Exercise objective: Rewrite the lines below as a JSON list of strings with one string per line, omitting blank lines and the pictures. Begin at the line that contains "Please indicate the bokeh" and go through the final line.

Given records:

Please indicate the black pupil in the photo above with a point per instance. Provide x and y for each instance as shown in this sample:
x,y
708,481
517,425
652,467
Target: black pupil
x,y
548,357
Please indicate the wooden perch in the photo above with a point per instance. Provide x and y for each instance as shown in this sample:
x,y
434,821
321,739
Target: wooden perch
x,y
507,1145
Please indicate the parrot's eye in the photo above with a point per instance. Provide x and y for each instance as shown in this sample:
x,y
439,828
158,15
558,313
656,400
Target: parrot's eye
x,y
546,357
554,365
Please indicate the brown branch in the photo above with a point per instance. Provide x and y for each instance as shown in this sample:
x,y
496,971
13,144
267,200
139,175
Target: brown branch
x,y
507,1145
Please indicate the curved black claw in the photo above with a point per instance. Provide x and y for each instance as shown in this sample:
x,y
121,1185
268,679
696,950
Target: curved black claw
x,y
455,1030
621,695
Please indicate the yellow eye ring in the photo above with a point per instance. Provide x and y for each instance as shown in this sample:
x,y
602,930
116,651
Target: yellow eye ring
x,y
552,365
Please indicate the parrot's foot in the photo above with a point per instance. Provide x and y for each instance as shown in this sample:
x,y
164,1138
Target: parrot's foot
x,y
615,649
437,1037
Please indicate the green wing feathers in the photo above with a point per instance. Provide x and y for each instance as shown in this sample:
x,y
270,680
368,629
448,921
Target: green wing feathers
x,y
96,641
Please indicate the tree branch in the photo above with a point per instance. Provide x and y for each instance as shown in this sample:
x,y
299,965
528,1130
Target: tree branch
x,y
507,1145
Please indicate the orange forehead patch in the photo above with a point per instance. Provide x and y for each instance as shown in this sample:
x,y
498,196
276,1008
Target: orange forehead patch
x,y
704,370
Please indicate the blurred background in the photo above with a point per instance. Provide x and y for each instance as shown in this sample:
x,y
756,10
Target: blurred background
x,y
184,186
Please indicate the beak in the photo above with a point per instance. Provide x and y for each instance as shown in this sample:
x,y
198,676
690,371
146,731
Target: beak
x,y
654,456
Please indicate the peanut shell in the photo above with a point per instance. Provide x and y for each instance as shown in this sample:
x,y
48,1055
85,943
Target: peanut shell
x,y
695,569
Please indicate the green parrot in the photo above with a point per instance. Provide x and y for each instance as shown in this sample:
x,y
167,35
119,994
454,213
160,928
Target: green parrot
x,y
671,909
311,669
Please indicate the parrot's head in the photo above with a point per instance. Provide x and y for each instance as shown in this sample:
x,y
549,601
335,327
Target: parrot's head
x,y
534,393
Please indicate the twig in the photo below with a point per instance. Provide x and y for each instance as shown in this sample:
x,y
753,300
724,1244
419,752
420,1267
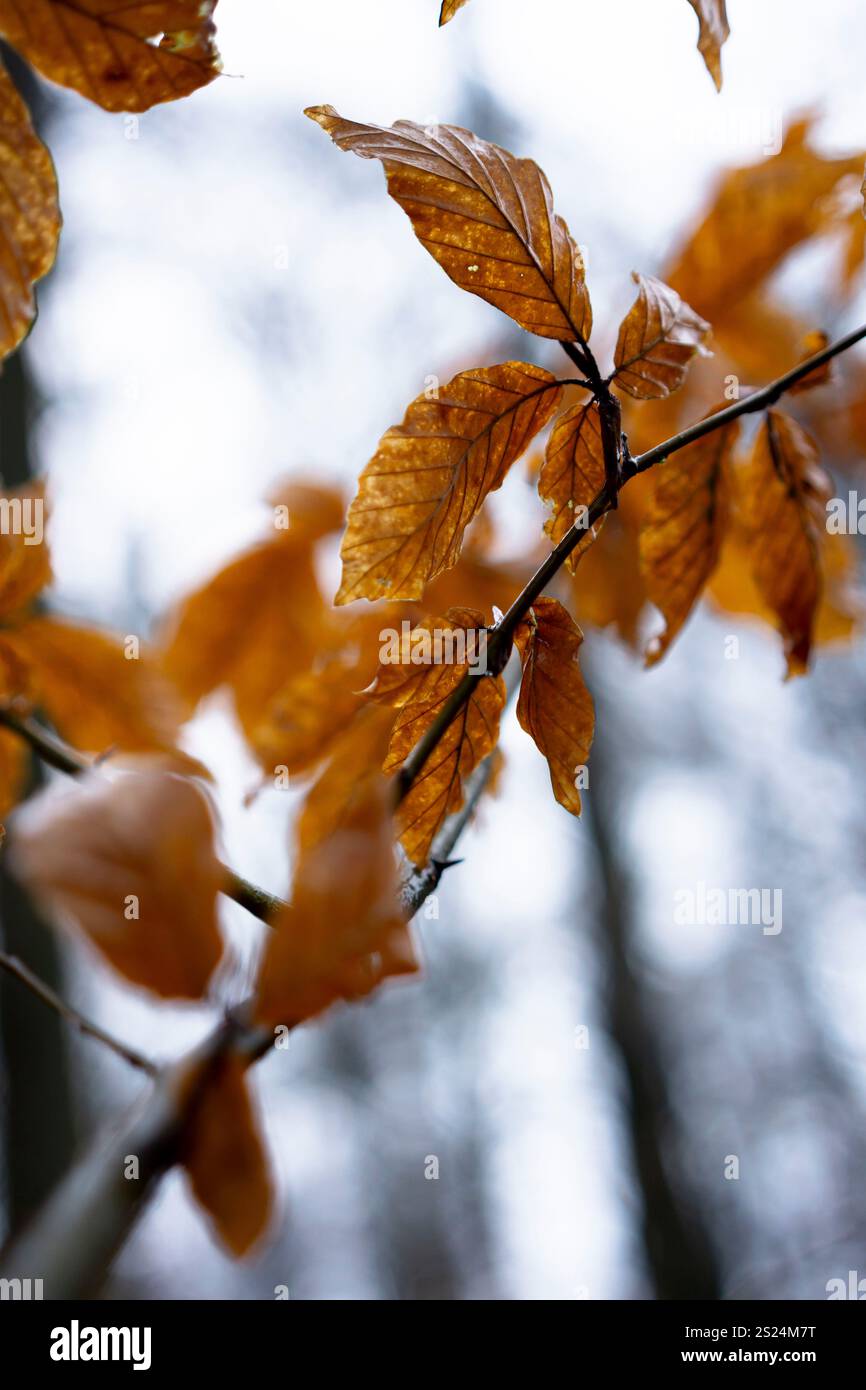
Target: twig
x,y
502,635
14,966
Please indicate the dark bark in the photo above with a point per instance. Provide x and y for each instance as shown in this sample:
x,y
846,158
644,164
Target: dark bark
x,y
38,1126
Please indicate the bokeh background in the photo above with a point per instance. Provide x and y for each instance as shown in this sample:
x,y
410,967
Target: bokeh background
x,y
237,300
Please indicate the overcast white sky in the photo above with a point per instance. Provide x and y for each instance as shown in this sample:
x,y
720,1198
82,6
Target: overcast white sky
x,y
186,371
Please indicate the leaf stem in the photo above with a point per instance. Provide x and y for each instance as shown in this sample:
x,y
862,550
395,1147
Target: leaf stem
x,y
503,634
14,966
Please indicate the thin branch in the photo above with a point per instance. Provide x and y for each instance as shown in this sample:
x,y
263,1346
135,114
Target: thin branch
x,y
47,745
14,966
755,401
502,635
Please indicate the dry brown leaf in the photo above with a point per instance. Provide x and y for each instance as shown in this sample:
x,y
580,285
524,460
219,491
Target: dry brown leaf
x,y
658,339
131,861
93,694
449,9
344,930
555,706
813,344
125,57
252,627
359,749
29,216
608,587
417,691
573,471
302,722
683,530
483,214
840,612
756,216
25,565
225,1161
431,474
715,32
784,491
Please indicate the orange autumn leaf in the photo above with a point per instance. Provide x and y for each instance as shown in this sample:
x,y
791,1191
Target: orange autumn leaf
x,y
573,471
419,690
841,609
813,344
758,214
449,9
25,566
125,57
302,722
608,587
29,216
784,491
555,706
483,214
224,1158
683,530
250,627
344,930
713,35
359,748
131,862
298,727
431,474
95,694
656,341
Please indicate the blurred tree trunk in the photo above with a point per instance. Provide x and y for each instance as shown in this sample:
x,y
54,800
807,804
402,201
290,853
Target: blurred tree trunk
x,y
38,1127
680,1254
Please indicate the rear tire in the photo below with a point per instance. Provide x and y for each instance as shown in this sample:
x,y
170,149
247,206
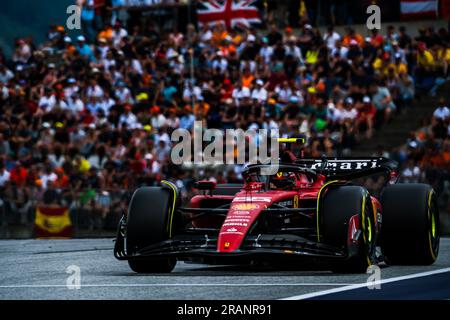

Answer below:
[
  "Please indicate the bokeh background in the photo above with a point per instance. Provide x and y for each instance as shown in this sample:",
  "x,y",
  "410,967",
  "Target: bokeh background",
  "x,y",
  "237,300",
  "Please indicate the overcast white sky in the photo above with a point per instance. Provide x and y for each instance as shown in this sample:",
  "x,y",
  "720,1198",
  "82,6",
  "Target: overcast white sky",
  "x,y",
  "186,371",
  "Please indicate the leaf stem in the photo above with a point per instance. Provide x and y for each instance as shown in this sample:",
  "x,y",
  "862,550",
  "395,1147",
  "Target: leaf stem",
  "x,y",
  "503,634",
  "14,966",
  "Please indicate the thin branch in the photo above with a point per instance. Provide x and y for each instance as shown in this sample:",
  "x,y",
  "263,1346",
  "135,114",
  "Target: thin branch",
  "x,y",
  "47,745",
  "14,966",
  "755,401",
  "502,635",
  "Please indicate the dry brown leaf in the photo above with a point per instance. Provide x and y for each instance as shown in this sample:",
  "x,y",
  "580,285",
  "524,460",
  "219,491",
  "Target: dry brown leaf",
  "x,y",
  "658,339",
  "131,861",
  "93,694",
  "449,9",
  "344,930",
  "555,706",
  "813,344",
  "125,57",
  "252,627",
  "359,749",
  "29,216",
  "608,587",
  "417,691",
  "573,471",
  "302,722",
  "683,530",
  "483,214",
  "840,612",
  "756,216",
  "25,565",
  "225,1161",
  "431,474",
  "715,32",
  "784,491",
  "Please indicate the orange autumn leaf in the photo above with a point per instance. Provide x and y for each instance as shown in this sample:",
  "x,y",
  "791,1191",
  "Target: orange autumn leaf",
  "x,y",
  "573,471",
  "419,690",
  "841,609",
  "813,344",
  "758,214",
  "449,9",
  "25,566",
  "125,57",
  "302,722",
  "608,587",
  "29,216",
  "784,491",
  "555,706",
  "483,214",
  "224,1158",
  "683,530",
  "250,627",
  "344,930",
  "713,35",
  "359,748",
  "131,862",
  "298,727",
  "431,474",
  "95,694",
  "656,341",
  "Please indicate the blurred tree trunk in the photo above with a point per instance. Provide x and y for each instance as shown in this sample:",
  "x,y",
  "54,800",
  "807,804",
  "402,201",
  "290,853",
  "Target: blurred tree trunk",
  "x,y",
  "38,1127",
  "680,1254",
  "Please indicate the rear tire in the photo below with a point per instance. Provide x and y for each instance as shown in this sample:",
  "x,y",
  "170,149",
  "247,206"
]